→ **Goal of the exercise**
Arrange the entries below as a two-column CSV with the header row instruction,boxes. Each entry gets one row, with its instruction text and its answer boxes each in a single double-quoted field, line breaks replaced by spaces, and the pictures left out.

→ **Exercise input**
--*--
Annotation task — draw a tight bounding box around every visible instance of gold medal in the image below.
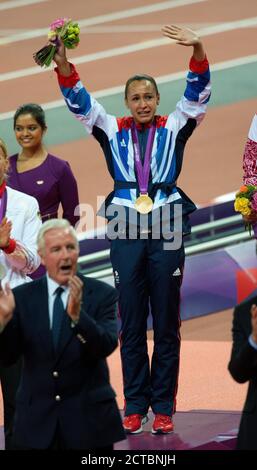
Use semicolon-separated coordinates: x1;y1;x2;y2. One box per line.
135;193;153;214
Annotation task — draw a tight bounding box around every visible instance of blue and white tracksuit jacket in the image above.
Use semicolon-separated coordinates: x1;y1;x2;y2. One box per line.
56;58;210;233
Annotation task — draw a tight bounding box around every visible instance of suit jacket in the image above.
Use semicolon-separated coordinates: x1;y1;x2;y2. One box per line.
228;297;257;450
0;276;125;449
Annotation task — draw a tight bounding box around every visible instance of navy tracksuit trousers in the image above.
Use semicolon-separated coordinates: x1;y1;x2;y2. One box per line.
111;239;185;416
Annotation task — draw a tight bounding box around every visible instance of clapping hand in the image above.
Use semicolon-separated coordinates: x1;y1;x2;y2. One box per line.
0;284;15;333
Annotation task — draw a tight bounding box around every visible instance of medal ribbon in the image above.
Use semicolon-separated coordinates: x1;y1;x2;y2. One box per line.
0;183;7;223
131;122;156;194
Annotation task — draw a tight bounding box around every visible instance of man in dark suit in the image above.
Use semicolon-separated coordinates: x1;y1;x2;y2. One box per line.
228;296;257;450
0;219;124;451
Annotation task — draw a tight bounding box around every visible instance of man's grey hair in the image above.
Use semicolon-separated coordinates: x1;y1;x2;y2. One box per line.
37;219;79;251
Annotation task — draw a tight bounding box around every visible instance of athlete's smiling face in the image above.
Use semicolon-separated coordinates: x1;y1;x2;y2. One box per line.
125;80;160;124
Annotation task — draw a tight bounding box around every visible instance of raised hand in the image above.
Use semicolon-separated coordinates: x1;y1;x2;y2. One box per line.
162;24;201;46
162;24;205;61
0;217;12;248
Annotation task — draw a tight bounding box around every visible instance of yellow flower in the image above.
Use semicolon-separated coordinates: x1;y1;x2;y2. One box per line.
234;197;252;215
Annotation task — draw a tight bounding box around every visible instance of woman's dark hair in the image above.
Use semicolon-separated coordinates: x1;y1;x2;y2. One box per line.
13;103;46;129
125;74;159;99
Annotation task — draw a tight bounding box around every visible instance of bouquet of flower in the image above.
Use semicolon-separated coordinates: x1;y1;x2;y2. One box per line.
234;184;257;236
33;18;80;67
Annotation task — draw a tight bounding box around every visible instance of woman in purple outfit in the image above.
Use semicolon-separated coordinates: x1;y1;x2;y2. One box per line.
8;103;79;279
8;103;79;227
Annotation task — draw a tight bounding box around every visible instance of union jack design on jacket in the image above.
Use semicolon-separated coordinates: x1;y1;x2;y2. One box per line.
55;57;211;230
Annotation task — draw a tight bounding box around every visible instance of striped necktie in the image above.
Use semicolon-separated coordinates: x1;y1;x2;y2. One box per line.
52;287;65;350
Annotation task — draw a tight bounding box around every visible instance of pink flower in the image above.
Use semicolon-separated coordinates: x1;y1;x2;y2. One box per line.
50;18;69;31
251;192;257;212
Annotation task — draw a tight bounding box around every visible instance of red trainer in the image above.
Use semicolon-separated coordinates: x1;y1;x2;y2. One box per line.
152;414;174;434
123;414;148;434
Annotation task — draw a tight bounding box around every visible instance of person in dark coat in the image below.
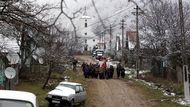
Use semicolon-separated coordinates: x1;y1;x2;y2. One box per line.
81;62;86;72
121;67;125;78
116;63;121;78
72;58;78;71
84;64;89;78
109;65;114;78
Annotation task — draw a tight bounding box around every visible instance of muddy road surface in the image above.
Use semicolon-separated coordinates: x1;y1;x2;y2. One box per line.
77;56;152;107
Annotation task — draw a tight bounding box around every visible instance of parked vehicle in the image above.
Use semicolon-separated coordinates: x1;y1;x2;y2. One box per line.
0;90;39;107
46;82;86;107
95;49;104;60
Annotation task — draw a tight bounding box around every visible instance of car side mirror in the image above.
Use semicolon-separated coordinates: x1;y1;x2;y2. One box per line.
76;90;80;93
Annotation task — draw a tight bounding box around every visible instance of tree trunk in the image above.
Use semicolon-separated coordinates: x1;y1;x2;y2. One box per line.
42;64;52;89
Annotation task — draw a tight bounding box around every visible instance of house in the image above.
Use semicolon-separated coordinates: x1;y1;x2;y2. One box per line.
79;14;99;51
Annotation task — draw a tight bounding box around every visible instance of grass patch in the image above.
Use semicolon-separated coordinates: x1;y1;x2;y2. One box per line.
135;81;189;107
16;81;49;107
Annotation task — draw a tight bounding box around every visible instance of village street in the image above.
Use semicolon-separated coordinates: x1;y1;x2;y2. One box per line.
77;56;152;107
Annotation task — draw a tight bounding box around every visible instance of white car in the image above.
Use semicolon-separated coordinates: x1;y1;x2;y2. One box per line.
0;90;39;107
46;82;86;107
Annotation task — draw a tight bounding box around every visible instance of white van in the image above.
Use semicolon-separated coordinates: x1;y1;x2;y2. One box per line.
0;90;39;107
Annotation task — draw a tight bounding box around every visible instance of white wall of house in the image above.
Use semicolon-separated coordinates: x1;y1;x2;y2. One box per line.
78;16;99;51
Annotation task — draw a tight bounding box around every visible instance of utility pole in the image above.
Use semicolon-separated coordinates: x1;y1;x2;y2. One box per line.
135;5;140;79
179;0;190;102
109;24;112;51
121;19;125;49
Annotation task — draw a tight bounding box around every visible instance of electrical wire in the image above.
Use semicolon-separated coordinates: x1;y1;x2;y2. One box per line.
77;3;133;31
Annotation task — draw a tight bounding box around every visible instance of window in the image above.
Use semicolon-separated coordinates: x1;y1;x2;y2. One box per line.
80;86;84;92
0;99;33;107
84;22;87;27
76;86;80;92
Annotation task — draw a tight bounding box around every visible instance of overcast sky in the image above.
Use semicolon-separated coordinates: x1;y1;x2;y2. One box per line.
29;0;190;32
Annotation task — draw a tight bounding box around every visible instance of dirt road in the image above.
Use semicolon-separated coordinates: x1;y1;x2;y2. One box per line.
77;56;151;107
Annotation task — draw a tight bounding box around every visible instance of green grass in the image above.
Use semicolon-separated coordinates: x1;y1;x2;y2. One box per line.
135;82;189;107
16;82;49;107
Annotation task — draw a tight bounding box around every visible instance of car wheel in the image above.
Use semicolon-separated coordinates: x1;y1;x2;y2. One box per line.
48;103;55;107
80;100;85;107
69;100;74;107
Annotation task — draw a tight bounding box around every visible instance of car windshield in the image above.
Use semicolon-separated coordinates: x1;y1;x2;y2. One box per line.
60;84;75;90
0;100;33;107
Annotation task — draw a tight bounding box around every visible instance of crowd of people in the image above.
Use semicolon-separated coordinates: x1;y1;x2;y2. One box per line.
81;60;125;79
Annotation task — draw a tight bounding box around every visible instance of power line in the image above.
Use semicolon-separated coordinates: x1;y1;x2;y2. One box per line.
77;6;133;31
--*--
→ **Correct result**
instruction,boxes
"Annotation task — draw a tight bounding box around every visible instance of gold medal in the image below. Use semicolon-separated coordinates: x1;y1;x2;y2. One box per line.","135;193;153;214"
"Annotation task — draw a tight bounding box around every visible instance of blue and white tracksuit jacket in the image above. Use semicolon-separated coordinates: x1;y1;x2;y2. One box per line.","56;58;210;233"
"Annotation task — draw a tight bounding box around every visible instance of suit jacket in the image above. Use semicolon-separated coordinates: x1;y1;x2;y2. One box per line.","228;297;257;450 0;276;125;449"
"Annotation task — draw a tight bounding box around every visible instance of navy tracksuit trousers in the image above. Use semicolon-separated coordinates: x1;y1;x2;y2. One box per line.","111;239;185;416"
"Annotation task — draw a tight bounding box around every visible instance of clapping hand in the image above. Use semicolon-separated coordinates: x1;y1;x2;y2. One box per line.","0;284;15;333"
"Annotation task — draw a tight bounding box around every visible instance of medal ribbon in the image above. Use semicolon-separated coordinates: x1;y1;x2;y2. One box per line.","0;183;7;223 131;122;156;194"
"Annotation task — draw a tight bounding box around every visible instance of man in dark suit in the image above. Use semicolon-separated coordinates: x1;y1;x2;y2. One box per line.","228;296;257;450 0;219;124;451"
"Annotation task — draw a tight bounding box around every visible instance of man's grey hair in the image above. Use semicolon-separated coordinates: x1;y1;x2;y2. One box per line.","37;219;79;251"
"Annotation task — draw a tight bounding box around every visible instance of athlete's smiling face in the image above. Use semicolon-separated coordinates: x1;y1;x2;y2. One box per line.","125;80;160;124"
"Annotation task — draw a tight bounding box around every visible instance of raised hand in the image above. Use semicolon-separated coordinates: x1;y1;x2;y2. One box per line.","162;24;201;46 162;24;205;61 0;217;12;248"
"Annotation task — draw a tight bounding box around every visible instance of yellow flower in the image above. Use semicolon-separated coordinates: x1;y1;x2;y2. One box per line.","234;197;252;215"
"Annotation task — draw a tight bounding box around every visible instance of woman's dark hair in the image above. Use semicolon-separated coordinates: x1;y1;x2;y2. One box per line.","13;103;46;129 125;74;159;99"
"Annotation task — draw a tight bounding box around every visible instance of bouquet of flower in the image above. Use semicolon-separated coordinates: x1;y1;x2;y2. One box per line.","234;184;257;236 33;18;80;67"
"Annotation task — draw a tight bounding box around every visible instance of woman in purple outfit in the image above. Use semicolon-separated coordinates: x1;y1;x2;y2. One box per line.","8;103;79;279 8;103;79;227"
"Annotation task — draw a tight bounding box around every visible instance of union jack design on jacket in the image above. Use semicolon-separated coordinates: x1;y1;x2;y2. One box per line.","55;57;211;230"
"Annotation task — draw a tight bounding box around every visible instance of striped necktie in the image above. Use semicolon-separated coordinates: x1;y1;x2;y2. One box per line.","52;287;65;350"
"Annotation task — draw a tight bounding box around every visible instance of pink flower in the image above. Use semicolon-separated coordinates: x1;y1;x2;y2. One box per line.","50;18;69;31 251;192;257;212"
"Annotation task — draw a tight bounding box around every visible instance of red trainer in the image above. Use semicolon-separated coordinates: x1;y1;x2;y2. One box per line.","152;414;174;434 123;414;148;434"
"Annotation task — draw a tight bounding box around every visible instance of person in dark coat in the image below. Use semicolon-separated coordinates: x1;y1;x2;y2. One box per line.","81;62;86;72 121;67;125;78 116;63;121;78 72;58;78;71 84;64;89;78 109;65;114;78"
"Annotation task — draw a tight bounding box around every visible instance of muddy road surface in the image above. Use semicolon-separated coordinates: x1;y1;x2;y2. One box per line.","77;56;152;107"
"Annotation task — draw a tight bounding box around every visible instance of parked vehicle in the image above. Use semicolon-separated coordinates: x1;y1;x2;y2. One box per line.","0;90;39;107 46;82;86;107 95;49;104;60"
"Annotation task — draw a tight bounding box around every visible instance of car side mirror in the image above. Use semicolon-separated coordinates: x1;y1;x2;y2. One box per line.","76;90;80;93"
"Annotation task — draw a tight bounding box around every visible instance of tree trunk in the image above. Use semicolon-separated coordinates: x1;y1;x2;y2. One box per line.","42;64;52;89"
"Annotation task — draw a tight bounding box around every visible instance of house in the image above. Use semicolon-separated coordinates: x1;y1;x2;y2. One box per line.","79;14;99;51"
"Annotation task — draw a tight bounding box around every visible instance of grass patch in the image above. Use semicolon-separated coordinates: x1;y1;x2;y2. One box per line.","135;81;189;107 16;81;49;107"
"Annotation task — draw a tight bounding box around every visible instance of village street in the image above. Use semicolon-separated coordinates: x1;y1;x2;y2. One box per line.","77;56;152;107"
"Annotation task — draw a tight bounding box around every visible instance of white car in the image above. Use semicolon-separated coordinates: x1;y1;x2;y2. One box per line.","0;90;39;107 46;82;86;107"
"Annotation task — draw a tight bounding box around every visible instance of white van in the image above. Use semicolon-separated coordinates: x1;y1;x2;y2. One box per line.","0;90;39;107"
"Annotation task — draw a tight bounding box around every visible instance of white wall of house in the image above. Use semicolon-separated coordinates: x1;y1;x2;y2. One box per line.","78;16;99;51"
"Annotation task — draw a tight bounding box around every visible instance of utility pole in the image above. Use semicolon-separated coordinates: x1;y1;x2;y2. One box per line.","135;5;140;79 179;0;190;102 109;24;112;51 121;19;125;49"
"Annotation task — draw a tight bounding box around every visible instance of electrical wire in the image above. Use semicolon-separated coordinates: x1;y1;x2;y2. One box per line.","77;3;133;31"
"Annotation task — draw a tight bounding box around every visible instance of window in the image above. Use semicolon-separated coordinates: x1;y1;x2;y2. One box per line.","80;86;84;92 0;99;33;107 84;22;87;27 76;86;80;92"
"Annotation task — draw a tight bounding box around every visible instance of overcast sky in the image above. Use semicolon-separated coordinates: x1;y1;x2;y2. One box per line.","29;0;190;32"
"Annotation task — draw a tight bounding box around every visible instance of dirt road in the image above. Use semicolon-separated coordinates: x1;y1;x2;y2. One box per line.","77;56;151;107"
"Annotation task — draw a tight bounding box around every visible instance of green grass in the image above. Use semicolon-separated coordinates: x1;y1;x2;y2. One box per line.","135;82;189;107 16;82;49;107"
"Annotation task — draw a tight bounding box around every visible instance of car wheel in the image above. Use semicolon-separated coordinates: x1;y1;x2;y2. One box per line.","48;103;55;107 80;100;85;107 69;100;74;107"
"Annotation task — draw a tight bounding box around every visible instance of car windshield in the image above. Use semicolon-separated coordinates: x1;y1;x2;y2. One box per line.","60;84;75;90 0;100;33;107"
"Annotation task — draw a tight bounding box around every visible instance of crowd of people in the image above. Use semicolon-separated coordinates: x1;y1;x2;y2. One box per line.","81;60;125;79"
"Annotation task — draw a tight bounding box around every visible instance of power line in the image above. Use semicolon-separated coordinates: x1;y1;x2;y2. One box per line.","77;6;133;31"